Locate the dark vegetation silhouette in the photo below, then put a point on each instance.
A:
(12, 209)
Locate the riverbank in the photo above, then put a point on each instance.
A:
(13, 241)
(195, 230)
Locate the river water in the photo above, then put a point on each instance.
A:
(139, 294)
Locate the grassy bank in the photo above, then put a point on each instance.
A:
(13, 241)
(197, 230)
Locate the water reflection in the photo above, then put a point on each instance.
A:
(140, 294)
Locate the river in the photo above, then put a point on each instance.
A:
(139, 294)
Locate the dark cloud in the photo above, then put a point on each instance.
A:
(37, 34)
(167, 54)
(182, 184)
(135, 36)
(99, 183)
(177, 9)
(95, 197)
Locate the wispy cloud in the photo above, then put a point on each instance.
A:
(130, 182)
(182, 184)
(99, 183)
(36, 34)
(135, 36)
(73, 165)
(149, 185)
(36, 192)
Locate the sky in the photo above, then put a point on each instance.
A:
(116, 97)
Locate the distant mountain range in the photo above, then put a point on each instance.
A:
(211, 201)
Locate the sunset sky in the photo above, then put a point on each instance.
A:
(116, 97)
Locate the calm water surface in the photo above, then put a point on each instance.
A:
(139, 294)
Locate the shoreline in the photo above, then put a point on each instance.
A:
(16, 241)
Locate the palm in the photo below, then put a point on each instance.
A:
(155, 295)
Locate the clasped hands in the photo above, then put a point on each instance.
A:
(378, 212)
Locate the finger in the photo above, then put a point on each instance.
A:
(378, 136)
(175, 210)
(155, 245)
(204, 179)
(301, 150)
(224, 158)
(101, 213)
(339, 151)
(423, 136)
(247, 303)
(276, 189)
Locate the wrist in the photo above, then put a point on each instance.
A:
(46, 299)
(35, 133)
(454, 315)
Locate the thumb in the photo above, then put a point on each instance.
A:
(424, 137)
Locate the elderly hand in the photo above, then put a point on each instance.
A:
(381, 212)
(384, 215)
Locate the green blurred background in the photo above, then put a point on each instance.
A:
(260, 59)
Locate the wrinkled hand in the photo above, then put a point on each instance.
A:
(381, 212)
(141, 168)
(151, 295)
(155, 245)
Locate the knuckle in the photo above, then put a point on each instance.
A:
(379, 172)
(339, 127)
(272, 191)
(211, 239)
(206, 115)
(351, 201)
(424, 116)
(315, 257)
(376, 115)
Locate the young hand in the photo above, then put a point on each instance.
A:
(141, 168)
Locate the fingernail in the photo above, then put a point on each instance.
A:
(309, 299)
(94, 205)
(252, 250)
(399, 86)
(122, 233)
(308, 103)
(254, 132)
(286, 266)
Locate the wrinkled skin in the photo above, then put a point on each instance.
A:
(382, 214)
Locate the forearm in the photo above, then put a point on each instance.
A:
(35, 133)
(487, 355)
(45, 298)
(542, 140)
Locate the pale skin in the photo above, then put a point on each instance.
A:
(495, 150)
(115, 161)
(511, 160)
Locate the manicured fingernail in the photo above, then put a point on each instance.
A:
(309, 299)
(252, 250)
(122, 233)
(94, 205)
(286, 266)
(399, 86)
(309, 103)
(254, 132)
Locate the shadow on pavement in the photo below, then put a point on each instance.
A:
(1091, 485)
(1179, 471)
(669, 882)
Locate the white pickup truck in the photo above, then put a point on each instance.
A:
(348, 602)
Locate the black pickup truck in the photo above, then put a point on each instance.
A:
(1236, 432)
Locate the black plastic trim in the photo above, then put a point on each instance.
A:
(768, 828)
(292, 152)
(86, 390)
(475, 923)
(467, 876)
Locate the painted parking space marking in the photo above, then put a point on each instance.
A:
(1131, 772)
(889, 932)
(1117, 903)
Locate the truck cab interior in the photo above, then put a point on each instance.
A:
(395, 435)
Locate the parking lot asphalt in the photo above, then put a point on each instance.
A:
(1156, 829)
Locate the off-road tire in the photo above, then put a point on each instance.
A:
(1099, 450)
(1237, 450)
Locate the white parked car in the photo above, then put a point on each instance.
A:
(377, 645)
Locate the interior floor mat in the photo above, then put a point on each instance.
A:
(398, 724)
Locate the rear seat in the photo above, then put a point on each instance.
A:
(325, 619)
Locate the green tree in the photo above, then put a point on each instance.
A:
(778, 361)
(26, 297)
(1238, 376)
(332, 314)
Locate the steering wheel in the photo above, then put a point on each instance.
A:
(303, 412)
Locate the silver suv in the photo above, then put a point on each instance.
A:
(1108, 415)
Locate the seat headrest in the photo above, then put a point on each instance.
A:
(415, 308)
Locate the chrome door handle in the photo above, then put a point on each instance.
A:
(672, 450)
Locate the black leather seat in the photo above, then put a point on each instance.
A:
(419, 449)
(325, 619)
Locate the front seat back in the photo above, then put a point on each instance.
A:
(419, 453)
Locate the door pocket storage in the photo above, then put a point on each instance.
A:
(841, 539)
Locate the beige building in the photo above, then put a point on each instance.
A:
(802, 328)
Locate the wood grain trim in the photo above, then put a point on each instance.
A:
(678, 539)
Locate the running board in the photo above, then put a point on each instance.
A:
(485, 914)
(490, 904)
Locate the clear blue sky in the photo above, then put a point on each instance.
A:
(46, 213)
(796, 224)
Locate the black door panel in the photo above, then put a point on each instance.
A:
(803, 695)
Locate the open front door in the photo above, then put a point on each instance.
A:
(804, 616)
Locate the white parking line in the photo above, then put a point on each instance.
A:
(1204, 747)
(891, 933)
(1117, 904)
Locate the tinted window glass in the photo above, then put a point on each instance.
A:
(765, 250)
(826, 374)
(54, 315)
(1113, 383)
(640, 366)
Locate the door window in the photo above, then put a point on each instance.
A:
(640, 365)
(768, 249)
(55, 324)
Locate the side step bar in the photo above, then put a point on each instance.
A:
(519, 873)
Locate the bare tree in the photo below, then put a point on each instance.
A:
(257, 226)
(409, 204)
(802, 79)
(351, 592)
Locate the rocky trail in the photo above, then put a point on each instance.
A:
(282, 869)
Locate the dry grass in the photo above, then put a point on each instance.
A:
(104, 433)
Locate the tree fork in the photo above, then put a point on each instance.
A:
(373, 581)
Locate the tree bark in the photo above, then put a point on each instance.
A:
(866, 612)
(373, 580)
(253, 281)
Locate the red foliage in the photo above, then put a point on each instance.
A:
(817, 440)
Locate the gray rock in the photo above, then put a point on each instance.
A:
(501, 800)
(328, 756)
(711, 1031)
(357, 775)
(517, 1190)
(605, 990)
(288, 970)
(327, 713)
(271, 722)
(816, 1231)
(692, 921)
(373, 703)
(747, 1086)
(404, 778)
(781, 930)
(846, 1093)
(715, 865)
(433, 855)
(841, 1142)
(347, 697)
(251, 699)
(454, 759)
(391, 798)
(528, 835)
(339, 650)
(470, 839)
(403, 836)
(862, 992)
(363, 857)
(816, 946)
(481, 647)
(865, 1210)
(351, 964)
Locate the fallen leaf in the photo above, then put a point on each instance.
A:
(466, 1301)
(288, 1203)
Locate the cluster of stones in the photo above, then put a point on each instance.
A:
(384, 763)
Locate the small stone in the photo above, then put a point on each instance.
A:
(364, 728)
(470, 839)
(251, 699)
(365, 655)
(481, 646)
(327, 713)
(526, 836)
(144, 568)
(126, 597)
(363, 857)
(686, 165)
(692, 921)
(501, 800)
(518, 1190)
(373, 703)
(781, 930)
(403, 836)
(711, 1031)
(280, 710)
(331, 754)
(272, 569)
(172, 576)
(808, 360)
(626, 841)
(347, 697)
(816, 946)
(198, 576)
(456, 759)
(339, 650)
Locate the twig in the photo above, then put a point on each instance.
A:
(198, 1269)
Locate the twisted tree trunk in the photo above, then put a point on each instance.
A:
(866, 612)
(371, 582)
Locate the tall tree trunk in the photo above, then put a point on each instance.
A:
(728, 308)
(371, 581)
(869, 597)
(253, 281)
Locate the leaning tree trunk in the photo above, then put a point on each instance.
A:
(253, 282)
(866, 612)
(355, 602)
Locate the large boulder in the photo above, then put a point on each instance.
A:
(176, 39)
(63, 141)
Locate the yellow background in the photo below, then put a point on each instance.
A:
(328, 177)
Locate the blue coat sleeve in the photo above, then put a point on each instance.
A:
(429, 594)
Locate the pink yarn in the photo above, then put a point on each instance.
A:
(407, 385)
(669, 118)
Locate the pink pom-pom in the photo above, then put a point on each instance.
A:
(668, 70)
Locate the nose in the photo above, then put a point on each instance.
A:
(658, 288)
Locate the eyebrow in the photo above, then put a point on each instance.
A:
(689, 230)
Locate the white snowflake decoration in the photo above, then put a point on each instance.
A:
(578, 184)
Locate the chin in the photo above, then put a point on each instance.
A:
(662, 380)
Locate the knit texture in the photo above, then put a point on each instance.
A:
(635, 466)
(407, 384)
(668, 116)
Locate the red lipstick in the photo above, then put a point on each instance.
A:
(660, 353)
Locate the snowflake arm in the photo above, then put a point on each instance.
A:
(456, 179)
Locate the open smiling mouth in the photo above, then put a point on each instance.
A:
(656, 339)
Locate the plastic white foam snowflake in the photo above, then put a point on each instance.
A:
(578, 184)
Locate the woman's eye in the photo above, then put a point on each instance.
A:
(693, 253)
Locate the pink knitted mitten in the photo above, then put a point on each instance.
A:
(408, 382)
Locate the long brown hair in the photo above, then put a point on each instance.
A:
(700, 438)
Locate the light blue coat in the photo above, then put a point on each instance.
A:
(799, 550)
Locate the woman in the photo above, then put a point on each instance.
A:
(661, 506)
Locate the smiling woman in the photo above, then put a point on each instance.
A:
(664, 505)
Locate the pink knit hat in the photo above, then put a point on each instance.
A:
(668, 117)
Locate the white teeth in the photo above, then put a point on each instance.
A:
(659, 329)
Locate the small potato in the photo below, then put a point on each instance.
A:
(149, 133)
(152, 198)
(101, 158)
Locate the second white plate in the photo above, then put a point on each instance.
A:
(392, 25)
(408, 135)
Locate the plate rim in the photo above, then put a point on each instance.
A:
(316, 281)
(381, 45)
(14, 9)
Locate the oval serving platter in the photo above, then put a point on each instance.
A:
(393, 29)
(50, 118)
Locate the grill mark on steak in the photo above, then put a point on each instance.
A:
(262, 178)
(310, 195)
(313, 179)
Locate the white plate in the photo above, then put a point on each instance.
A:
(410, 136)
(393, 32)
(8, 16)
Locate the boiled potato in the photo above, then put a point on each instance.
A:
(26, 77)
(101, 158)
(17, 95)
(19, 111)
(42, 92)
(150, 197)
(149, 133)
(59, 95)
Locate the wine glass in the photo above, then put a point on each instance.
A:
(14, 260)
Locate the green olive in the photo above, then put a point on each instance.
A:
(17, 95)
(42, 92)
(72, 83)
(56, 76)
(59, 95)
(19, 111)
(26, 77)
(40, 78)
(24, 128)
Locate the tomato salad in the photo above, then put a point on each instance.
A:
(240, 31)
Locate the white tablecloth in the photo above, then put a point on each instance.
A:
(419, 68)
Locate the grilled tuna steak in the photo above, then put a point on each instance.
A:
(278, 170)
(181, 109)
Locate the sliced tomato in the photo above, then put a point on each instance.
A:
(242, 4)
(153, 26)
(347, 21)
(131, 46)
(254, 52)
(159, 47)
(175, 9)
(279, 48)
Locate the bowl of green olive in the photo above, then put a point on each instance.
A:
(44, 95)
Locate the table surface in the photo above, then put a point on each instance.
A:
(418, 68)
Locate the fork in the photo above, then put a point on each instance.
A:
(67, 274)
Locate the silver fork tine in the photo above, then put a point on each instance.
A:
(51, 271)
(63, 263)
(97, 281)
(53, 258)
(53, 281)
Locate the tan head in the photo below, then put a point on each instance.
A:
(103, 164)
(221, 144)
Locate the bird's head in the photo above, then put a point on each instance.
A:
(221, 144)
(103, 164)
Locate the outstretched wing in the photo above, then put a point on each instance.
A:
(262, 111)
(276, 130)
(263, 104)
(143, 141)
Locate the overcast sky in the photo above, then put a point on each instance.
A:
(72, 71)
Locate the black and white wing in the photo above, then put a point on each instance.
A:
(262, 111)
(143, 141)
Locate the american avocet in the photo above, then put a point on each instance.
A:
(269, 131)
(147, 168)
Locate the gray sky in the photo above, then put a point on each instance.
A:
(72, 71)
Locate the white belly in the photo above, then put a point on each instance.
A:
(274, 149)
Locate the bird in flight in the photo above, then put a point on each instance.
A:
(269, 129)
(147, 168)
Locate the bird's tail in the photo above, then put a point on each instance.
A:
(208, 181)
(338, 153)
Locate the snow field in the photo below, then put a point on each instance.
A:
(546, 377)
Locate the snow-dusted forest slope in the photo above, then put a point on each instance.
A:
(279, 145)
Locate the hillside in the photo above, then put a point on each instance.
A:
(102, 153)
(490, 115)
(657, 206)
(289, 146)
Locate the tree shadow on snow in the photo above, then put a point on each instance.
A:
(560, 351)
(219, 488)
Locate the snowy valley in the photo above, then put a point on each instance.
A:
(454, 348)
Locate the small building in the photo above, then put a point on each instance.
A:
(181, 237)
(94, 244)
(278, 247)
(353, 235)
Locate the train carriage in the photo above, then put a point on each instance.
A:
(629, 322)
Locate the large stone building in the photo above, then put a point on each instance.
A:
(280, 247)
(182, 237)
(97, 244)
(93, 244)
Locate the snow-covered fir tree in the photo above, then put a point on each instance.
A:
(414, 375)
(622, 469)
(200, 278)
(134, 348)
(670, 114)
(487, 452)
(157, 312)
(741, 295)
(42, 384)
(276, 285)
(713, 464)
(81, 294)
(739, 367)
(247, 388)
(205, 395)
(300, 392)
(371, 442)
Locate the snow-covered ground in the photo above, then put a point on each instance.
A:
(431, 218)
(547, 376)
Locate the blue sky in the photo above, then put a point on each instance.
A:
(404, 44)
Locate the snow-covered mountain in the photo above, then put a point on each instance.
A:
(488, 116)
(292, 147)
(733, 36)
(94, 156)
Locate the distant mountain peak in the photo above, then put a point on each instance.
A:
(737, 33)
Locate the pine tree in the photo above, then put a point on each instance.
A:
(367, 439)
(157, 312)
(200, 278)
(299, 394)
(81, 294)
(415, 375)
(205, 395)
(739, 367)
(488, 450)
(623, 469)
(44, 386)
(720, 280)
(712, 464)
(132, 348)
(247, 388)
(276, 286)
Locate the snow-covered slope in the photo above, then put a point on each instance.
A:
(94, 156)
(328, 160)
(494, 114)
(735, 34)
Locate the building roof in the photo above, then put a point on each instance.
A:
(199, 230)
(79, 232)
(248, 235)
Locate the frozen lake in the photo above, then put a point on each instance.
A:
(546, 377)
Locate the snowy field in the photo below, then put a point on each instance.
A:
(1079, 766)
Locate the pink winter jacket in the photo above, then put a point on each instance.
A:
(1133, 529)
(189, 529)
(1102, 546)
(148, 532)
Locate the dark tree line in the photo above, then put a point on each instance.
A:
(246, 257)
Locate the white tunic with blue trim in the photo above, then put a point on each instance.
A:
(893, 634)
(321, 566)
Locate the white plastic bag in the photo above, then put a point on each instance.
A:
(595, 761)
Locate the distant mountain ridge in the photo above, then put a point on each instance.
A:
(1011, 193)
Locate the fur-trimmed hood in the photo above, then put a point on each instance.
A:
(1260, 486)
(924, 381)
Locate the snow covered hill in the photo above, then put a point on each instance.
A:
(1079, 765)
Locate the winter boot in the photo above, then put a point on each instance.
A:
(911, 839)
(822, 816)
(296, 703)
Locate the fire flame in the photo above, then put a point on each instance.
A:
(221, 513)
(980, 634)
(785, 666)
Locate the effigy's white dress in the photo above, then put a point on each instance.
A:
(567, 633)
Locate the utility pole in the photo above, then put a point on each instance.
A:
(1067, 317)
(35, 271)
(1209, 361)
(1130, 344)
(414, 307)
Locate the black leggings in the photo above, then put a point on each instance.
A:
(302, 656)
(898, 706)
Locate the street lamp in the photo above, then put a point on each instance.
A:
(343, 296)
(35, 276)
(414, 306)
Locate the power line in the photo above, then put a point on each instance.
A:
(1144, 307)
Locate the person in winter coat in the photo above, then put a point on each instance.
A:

┄┄┄┄┄┄

Directions for this task: The line containing "Locate the winter" and every line after it, through the end of the records, should be repeated exactly and alone.

Correct response:
Locate the winter boot in the photo above, then put a point on each instance.
A:
(911, 839)
(822, 816)
(296, 703)
Locate the fire flame in the photo above, then put a point on each instance.
A:
(221, 513)
(980, 634)
(785, 666)
Locate the effigy's white dress in the photo above, then put a point on each instance.
A:
(567, 633)
Locate the utility pole in the photo above, then put a point on each instance.
A:
(1067, 317)
(35, 271)
(1209, 361)
(1130, 344)
(414, 307)
Locate the black leggings in the photo above, then put a point on each instance.
A:
(302, 656)
(898, 706)
Locate the street lamp in the photo above, then put a point on each instance.
A:
(343, 296)
(35, 276)
(414, 306)
Locate the power line in the photo above, then put a point on each instance.
A:
(1144, 307)
Locate the person in winter coat in the photo above, then put a point on each instance.
A:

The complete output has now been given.